Selon les Fauriel, « être arboriculteur est un métier difficile », chacun s’est donc spécialisé dans une tâche précise pour être performant : commercialisation, suivi agronomique, organisation du travail, récolte, protection phytosanitaire… « Performance et technique sont indissociables », affirme Marc. Dans les vergers, un important travail de prévention est effectué. « C’est la clé de la réussite pour produire des fruits bio. »
Confusion sexuelle, pulvérisation d’argile contre les pucerons, enduit de colle pour lutter contre les forficules sont, entre autres, des pratiques utilisées chaque année. « Le choix des variétés est essentiel, explique le producteur. Nous avons renouvelé l’ensemble de nos vergers pour réimplanter de nouvelles variétés, résistantes aux maladies et aux ravageurs. » Il cite notamment Opal, Dalinette, Story en variétés de pommes résistantes à la tavelure.
Conversion des pêchers
Malgré des résultats qu’ils jugent mauvais en abricots (60 t pour 8 ha), les associés du Gaec ont trouvé désormais leur rythme de croisière en pommes et en poires, avec un total pour ces deux fruits de 2 700 tonnes par an en année normale. « Cela nous assure une certaine sécurité et nous a conduit à envisager en 2015 la conversion sur nos parcelles de pêchers », ajoute Marc. Le verger a été renouvelé avec des variétés résistantes, passant de 65 ha à 37 ha de pêchers. « Nous avons perdu 40 % de rendement en première année de conversion et les rendements sont aujourd’hui encore un peu faibles, confie-t-il. Mais nous restons confiants. C’est un nouveau challenge que nous voulons réussir. »
Un autre des objectifs consiste à trouver un débouché pour les 30 % de pêches « abîmées » ou de petit calibre, qui ne sont pas valorisés via les circuits de commercialisation habituels. Contrairement à la pomme ou à la poire, il n’existe pas de débouché « compote ». « Nous envisageons de créer une filière de transformation en purée de pêches, pour travailler avec des industriels autour de ce produit-là », indique Marc.

**Données sources**
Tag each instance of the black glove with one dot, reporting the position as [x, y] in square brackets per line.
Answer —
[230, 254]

**Votre tâche**
Pouvez-vous recopier en entier le texte sur l'arboriculture bio, sans y apporter la moindre modification ? Le matériau qui précède forme un ensemble distinct du texte.

**Corrigé**
Selon les Fauriel, « être arboriculteur est un métier difficile », chacun s’est donc spécialisé dans une tâche précise pour être performant : commercialisation, suivi agronomique, organisation du travail, récolte, protection phytosanitaire… « Performance et technique sont indissociables », affirme Marc. Dans les vergers, un important travail de prévention est effectué. « C’est la clé de la réussite pour produire des fruits bio. »
Confusion sexuelle, pulvérisation d’argile contre les pucerons, enduit de colle pour lutter contre les forficules sont, entre autres, des pratiques utilisées chaque année. « Le choix des variétés est essentiel, explique le producteur. Nous avons renouvelé l’ensemble de nos vergers pour réimplanter de nouvelles variétés, résistantes aux maladies et aux ravageurs. » Il cite notamment Opal, Dalinette, Story en variétés de pommes résistantes à la tavelure.
Conversion des pêchers
Malgré des résultats qu’ils jugent mauvais en abricots (60 t pour 8 ha), les associés du Gaec ont trouvé désormais leur rythme de croisière en pommes et en poires, avec un total pour ces deux fruits de 2 700 tonnes par an en année normale. « Cela nous assure une certaine sécurité et nous a conduit à envisager en 2015 la conversion sur nos parcelles de pêchers », ajoute Marc. Le verger a été renouvelé avec des variétés résistantes, passant de 65 ha à 37 ha de pêchers. « Nous avons perdu 40 % de rendement en première année de conversion et les rendements sont aujourd’hui encore un peu faibles, confie-t-il. Mais nous restons confiants. C’est un nouveau challenge que nous voulons réussir. »
Un autre des objectifs consiste à trouver un débouché pour les 30 % de pêches « abîmées » ou de petit calibre, qui ne sont pas valorisés via les circuits de commercialisation habituels. Contrairement à la pomme ou à la poire, il n’existe pas de débouché « compote ». « Nous envisageons de créer une filière de transformation en purée de pêches, pour travailler avec des industriels autour de ce produit-là », indique Marc.